[Required task] Lay out the records between the lines holding "- **Query**: man in red jacket" and "left=456, top=274, right=700, bottom=537", inclusive, as a CSV with the columns text and answer. Give one row per record, with each field in double quotes and line breaks replaced by spaces.

[Bounding box annotation entries]
##########

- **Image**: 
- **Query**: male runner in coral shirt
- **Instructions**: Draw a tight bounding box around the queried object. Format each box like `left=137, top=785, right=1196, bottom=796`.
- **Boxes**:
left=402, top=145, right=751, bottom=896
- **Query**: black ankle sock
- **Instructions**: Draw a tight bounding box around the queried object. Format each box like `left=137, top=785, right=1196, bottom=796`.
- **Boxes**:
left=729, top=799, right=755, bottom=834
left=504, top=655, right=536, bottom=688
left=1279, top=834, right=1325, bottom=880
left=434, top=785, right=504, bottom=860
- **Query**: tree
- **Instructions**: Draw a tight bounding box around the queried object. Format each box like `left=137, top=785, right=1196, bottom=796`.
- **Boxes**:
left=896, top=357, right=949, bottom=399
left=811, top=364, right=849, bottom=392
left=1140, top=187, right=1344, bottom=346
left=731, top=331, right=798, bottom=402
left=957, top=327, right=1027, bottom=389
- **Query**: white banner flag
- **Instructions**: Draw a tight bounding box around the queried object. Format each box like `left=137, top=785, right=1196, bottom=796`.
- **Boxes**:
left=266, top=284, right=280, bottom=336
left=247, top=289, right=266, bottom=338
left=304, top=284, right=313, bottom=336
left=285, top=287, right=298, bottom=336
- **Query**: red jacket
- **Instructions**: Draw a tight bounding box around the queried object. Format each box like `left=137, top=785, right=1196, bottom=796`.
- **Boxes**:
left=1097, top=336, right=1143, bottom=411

##########

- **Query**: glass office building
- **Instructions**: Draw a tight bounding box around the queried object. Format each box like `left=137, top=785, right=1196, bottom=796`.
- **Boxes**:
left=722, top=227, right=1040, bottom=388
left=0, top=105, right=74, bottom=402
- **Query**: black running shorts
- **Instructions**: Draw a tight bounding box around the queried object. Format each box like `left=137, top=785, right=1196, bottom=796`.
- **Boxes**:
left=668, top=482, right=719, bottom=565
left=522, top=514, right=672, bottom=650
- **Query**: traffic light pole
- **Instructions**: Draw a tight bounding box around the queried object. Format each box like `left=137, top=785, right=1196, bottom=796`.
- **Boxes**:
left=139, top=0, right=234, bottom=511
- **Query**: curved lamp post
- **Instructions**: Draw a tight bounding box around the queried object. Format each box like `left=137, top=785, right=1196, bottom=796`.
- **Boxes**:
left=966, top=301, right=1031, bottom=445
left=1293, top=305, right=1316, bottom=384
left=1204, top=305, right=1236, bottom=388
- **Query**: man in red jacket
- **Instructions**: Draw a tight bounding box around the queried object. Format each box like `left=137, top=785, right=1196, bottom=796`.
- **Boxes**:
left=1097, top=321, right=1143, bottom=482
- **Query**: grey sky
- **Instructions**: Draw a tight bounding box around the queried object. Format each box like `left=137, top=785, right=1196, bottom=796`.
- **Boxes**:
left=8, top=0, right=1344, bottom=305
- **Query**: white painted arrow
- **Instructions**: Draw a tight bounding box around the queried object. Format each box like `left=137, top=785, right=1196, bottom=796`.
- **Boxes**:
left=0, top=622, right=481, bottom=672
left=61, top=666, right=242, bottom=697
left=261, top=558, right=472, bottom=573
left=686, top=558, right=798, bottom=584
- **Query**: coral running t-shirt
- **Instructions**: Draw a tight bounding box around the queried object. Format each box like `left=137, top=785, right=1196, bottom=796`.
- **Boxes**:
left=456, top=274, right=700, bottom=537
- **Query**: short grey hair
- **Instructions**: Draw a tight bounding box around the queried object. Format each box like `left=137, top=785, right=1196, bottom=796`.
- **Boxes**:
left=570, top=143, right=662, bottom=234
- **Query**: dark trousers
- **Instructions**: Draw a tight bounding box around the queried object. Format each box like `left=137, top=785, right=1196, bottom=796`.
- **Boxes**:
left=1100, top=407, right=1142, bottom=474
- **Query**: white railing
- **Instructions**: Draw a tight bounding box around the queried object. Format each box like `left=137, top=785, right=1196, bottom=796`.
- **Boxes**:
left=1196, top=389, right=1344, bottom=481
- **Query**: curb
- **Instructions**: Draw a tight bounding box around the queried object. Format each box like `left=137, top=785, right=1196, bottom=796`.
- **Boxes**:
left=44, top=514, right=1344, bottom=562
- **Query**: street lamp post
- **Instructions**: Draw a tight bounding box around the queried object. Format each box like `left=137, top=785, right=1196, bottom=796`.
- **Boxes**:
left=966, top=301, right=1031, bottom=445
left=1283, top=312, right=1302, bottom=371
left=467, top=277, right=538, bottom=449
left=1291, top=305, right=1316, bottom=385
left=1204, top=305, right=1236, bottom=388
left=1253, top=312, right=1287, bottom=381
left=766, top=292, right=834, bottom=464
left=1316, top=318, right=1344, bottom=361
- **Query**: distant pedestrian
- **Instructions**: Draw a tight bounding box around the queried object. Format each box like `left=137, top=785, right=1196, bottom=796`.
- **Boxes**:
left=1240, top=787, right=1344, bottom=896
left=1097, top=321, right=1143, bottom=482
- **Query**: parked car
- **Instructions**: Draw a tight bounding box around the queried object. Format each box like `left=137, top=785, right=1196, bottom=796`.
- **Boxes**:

##########

[Problem solution]
text,answer
"- **Query**: man in red jacket - **Instructions**: Draw a tight bounding box around the queried object. Format each box like `left=137, top=785, right=1196, bottom=796`. - **Boxes**:","left=1097, top=321, right=1143, bottom=482"
"- **Query**: grey sky - **Instructions**: Draw a tight bounding box around the queried object. Format each box like `left=137, top=785, right=1196, bottom=796`. - **Boxes**:","left=8, top=0, right=1344, bottom=305"
"- **Query**: white painted arrow - **Instructions**: Draw a tight bounding box around the queried object. Format each box like `left=137, top=785, right=1196, bottom=796`. - **Boxes**:","left=0, top=622, right=481, bottom=672 left=61, top=666, right=242, bottom=697 left=261, top=558, right=472, bottom=573 left=686, top=558, right=798, bottom=584"
"- **Query**: coral running t-shirt - **Instructions**: Draw a tight bounding box around the queried object. Format each box like `left=137, top=785, right=1196, bottom=796`. - **Boxes**:","left=456, top=274, right=700, bottom=537"